WRITTEN TASK: Repeat the full listing, word for word.

── GIVEN ENTRIES ──

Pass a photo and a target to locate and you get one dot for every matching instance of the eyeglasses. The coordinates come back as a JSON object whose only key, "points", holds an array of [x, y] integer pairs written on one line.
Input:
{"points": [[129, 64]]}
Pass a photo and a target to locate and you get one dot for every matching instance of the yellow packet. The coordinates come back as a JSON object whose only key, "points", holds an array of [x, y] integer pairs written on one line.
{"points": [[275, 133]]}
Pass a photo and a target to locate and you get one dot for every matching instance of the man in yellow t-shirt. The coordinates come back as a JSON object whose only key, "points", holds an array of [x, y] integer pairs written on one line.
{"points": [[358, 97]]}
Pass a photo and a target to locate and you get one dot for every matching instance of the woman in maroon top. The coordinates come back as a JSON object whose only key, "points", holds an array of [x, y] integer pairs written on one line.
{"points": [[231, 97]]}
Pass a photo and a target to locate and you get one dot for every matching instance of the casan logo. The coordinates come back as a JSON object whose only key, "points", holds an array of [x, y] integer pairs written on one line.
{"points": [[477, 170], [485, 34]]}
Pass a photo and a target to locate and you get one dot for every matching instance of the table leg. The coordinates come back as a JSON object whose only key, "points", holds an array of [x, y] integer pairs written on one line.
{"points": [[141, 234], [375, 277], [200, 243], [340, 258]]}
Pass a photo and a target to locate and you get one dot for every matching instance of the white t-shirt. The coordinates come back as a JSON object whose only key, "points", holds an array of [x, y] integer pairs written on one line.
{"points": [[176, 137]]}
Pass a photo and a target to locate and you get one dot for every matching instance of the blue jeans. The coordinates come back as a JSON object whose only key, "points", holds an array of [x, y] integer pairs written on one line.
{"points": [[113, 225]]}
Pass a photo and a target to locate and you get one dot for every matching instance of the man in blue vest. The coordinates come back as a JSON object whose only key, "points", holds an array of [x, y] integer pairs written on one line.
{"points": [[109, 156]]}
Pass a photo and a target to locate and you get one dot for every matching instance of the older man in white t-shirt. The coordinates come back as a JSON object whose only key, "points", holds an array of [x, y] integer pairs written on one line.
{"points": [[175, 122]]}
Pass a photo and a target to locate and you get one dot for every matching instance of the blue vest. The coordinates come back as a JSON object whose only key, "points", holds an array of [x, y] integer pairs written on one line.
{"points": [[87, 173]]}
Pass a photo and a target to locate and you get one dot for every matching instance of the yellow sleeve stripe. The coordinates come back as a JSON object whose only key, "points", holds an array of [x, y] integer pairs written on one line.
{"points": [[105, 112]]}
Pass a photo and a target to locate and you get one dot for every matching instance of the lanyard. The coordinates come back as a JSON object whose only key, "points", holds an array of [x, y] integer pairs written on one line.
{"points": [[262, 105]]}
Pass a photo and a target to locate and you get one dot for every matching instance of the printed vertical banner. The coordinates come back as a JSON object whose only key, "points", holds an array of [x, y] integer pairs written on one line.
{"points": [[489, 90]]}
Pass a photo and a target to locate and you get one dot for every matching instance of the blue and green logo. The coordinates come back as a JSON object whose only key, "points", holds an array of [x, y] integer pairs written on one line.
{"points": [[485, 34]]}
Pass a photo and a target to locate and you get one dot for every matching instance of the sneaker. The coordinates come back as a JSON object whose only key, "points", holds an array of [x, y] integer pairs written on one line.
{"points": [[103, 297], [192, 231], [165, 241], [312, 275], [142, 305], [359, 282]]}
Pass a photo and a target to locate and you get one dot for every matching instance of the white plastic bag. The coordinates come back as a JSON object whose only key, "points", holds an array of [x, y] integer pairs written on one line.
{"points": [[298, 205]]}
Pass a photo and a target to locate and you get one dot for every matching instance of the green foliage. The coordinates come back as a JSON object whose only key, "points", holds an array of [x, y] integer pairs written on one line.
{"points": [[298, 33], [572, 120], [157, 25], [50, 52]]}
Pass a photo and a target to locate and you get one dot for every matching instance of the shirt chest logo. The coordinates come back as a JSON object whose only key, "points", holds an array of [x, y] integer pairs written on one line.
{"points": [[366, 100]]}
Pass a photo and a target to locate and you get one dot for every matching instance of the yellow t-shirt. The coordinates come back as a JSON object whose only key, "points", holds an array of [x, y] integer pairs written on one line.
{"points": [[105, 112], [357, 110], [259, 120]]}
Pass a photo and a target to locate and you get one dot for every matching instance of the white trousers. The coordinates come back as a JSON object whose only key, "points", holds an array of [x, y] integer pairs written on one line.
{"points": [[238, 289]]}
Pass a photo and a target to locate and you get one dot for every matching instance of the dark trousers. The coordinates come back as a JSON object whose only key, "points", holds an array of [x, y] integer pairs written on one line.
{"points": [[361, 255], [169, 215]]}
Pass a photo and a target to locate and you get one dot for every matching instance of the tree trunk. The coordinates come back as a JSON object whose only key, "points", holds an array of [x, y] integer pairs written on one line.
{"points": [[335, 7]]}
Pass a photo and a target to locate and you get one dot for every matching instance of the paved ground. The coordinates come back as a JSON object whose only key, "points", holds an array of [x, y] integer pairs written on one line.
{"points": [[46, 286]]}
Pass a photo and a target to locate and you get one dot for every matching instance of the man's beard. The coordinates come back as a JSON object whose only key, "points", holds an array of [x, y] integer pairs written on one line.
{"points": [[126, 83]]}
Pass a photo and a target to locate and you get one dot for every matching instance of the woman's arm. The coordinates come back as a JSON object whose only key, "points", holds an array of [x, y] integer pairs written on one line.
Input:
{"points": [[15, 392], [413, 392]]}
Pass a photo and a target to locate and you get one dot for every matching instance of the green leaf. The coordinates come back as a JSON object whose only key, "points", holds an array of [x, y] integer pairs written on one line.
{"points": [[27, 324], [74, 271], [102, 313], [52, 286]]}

───

SOLVED EXERCISE:
Pass a photo and a target to locate and you get one dot for every matching instance of the eyeglasses. The coordinates come back as a JSON object whose only key, "points", holds an array of [x, y] integer pairs written on one line.
Input:
{"points": [[129, 64]]}
Pass a photo and a target to locate and you get one dot for every matching instance of the yellow packet. The coordinates come back as a JSON object whose only key, "points", holds an array of [x, y] integer pairs written on one line.
{"points": [[275, 133]]}
Pass a photo and a target to locate and you get one dot for every matching instance of the man in yellow t-shirt. The coordinates come back as a JSON object whose only key, "points", holds an array of [x, y] integer pairs written on one line.
{"points": [[358, 97]]}
Pass a photo and a target to locate and you get one dot for every matching instance of the woman in maroon top. The coordinates come back as a JSON object whose only key, "points", holds an array of [x, y] integer pairs written on one line.
{"points": [[231, 97]]}
Pass a photo and a target to locate and you get one dot for every matching instance of the casan logo. The coordinates come back as a JSON object whose only key, "points", holds an array of [x, y] integer pairs written on one line.
{"points": [[477, 170], [485, 34]]}
Pass a photo and a target to locate and you get one dot for every matching instance of the table leg. The coordinates come back as a JSON object whose only key, "points", holds an array of [x, y] integer pairs written on one line.
{"points": [[141, 234], [375, 277], [200, 243], [340, 258]]}
Pass a photo and a target to locate and you get one dot for every matching instance of the white t-shirt. The coordinates come back as a JSON object whose only key, "points", holds an array of [x, y] integer pairs written on one line.
{"points": [[176, 137]]}
Pass a photo and a target to locate and you get one dot for every matching instance of the blue jeans. The coordinates come back as a JSON object whose only key, "points", holds an array of [x, y] integer pairs written on one line.
{"points": [[113, 225]]}
Pass a photo and a target to locate and you get one dot for every matching instance of the man in blue vest. The coordinates come back as a JSON object whose only key, "points", holds an array of [x, y] integer pairs written on one line.
{"points": [[109, 156]]}
Pass a photo and a target to locate and you get one dot for every matching instance of the older man in white t-shirt. The coordinates come back as a JSON object whose only key, "points", holds an array of [x, y] integer pairs written on one line.
{"points": [[175, 122]]}
Pass a photo and a target to locate and you get one dot for every matching instance of the blue vest. The coordinates come back as a JSON object whose only key, "points", holds an array of [x, y] integer pairs written on one line.
{"points": [[87, 173]]}
Pass a photo and a target to locate and you get one dot for every matching instance of the yellow sleeve stripe. The coordinates come back as a JSON object whose only key, "points", holds an array of [x, y] integer pairs written on one line.
{"points": [[105, 112]]}
Pass a photo and a target to locate and you get one dot for every matching instance of the lanyard. The coordinates come back as a JSON object whose only key, "points", holds an array of [x, y] integer pairs written on one line.
{"points": [[262, 105]]}
Pass a photo and a target to locate and you get one dot for every matching instance of the printed vertical banner. The coordinates come back as a JSON object whose only key, "points", holds an array of [x, y] integer pairs written on one line.
{"points": [[489, 90]]}
Pass a photo and a target to locate and you get one dot for every matching instance of the blue and green logo. The coordinates come back as a JSON object whose only key, "points", holds an array of [x, y] integer pairs written on one line.
{"points": [[485, 34]]}
Pass a photo and a target to locate and you get one dot for every matching instance of the sneaker. The coordinates come back as a JSON object whose only key, "points", holds an array of [x, y] integer pairs written on one line.
{"points": [[103, 297], [192, 231], [165, 241], [312, 275], [142, 305], [359, 282]]}
Pass a photo and a target to locate and you get one dot for every matching instance of the white plastic bag. The coordinates come back as a JSON object whose only key, "points", holds an array of [x, y] integer pairs written on one line.
{"points": [[298, 205]]}
Pass a photo and a target to locate and you get one dot for every matching instance of the green foliage. The coordinates come back as a JSON object whose only key, "points", holds an array of [x, y] integer pairs written on one line.
{"points": [[298, 33], [572, 120], [157, 25], [50, 52]]}
Pass a photo and a target to locate and you get one dot for every matching instance of the shirt chest logo. The coordinates come back as a JSON object whose only key, "points", holds an array of [x, y] integer pairs written on one line.
{"points": [[366, 100]]}
Pass a photo and a target to locate and you get one dot for every matching instance of the yellow t-shirt. The coordinates come back as a JSON object whose only key, "points", holds an array of [x, y] integer pairs written on one line.
{"points": [[105, 112], [357, 110], [259, 120]]}
Pass a photo and a target to locate and you get one dot for every matching instance of the white trousers. The coordinates come back as a JSON object whose only key, "points", holds an array of [x, y] integer pairs written on one line.
{"points": [[238, 289]]}
Pass a photo and a target to locate and you get one dot for every matching instance of the dark trousers. The coordinates come back as a JSON object whose only key, "points", holds an array of [x, y] integer pairs written on one line.
{"points": [[361, 255], [169, 215]]}
Pass a photo and a target to locate and you get one dot for every matching instance of the tree trunk. The coordinates come back as a JSON object whose only key, "points", holds an array of [x, y] integer pairs written on one line.
{"points": [[335, 7]]}
Pass a photo and a target to locate and you get one dot for every matching instance of the paved ground. The coordinates come back as a JSON object whose only key, "points", holds an array of [x, y] integer pairs written on one line.
{"points": [[46, 286]]}
Pass a photo and a target to locate and you get one dot for every matching instance of the man's beard. The coordinates come back as a JSON object whose only key, "points", holds an array of [x, y] integer pairs written on one line.
{"points": [[126, 83]]}
Pass a photo and a target to locate and you get one dot for every matching instance of the woman's arm. The coordinates come back as a JSON object whose only key, "points", holds an array of [x, y] integer pairs written on one line.
Input:
{"points": [[15, 392], [413, 392]]}
Pass a photo and a target to locate and you get one dot for every matching instance of the green leaf. The coordinates come back as a JSON object whose only key, "points", holds an array of [x, y] integer pairs written on one line.
{"points": [[27, 324], [74, 271], [102, 313], [52, 286]]}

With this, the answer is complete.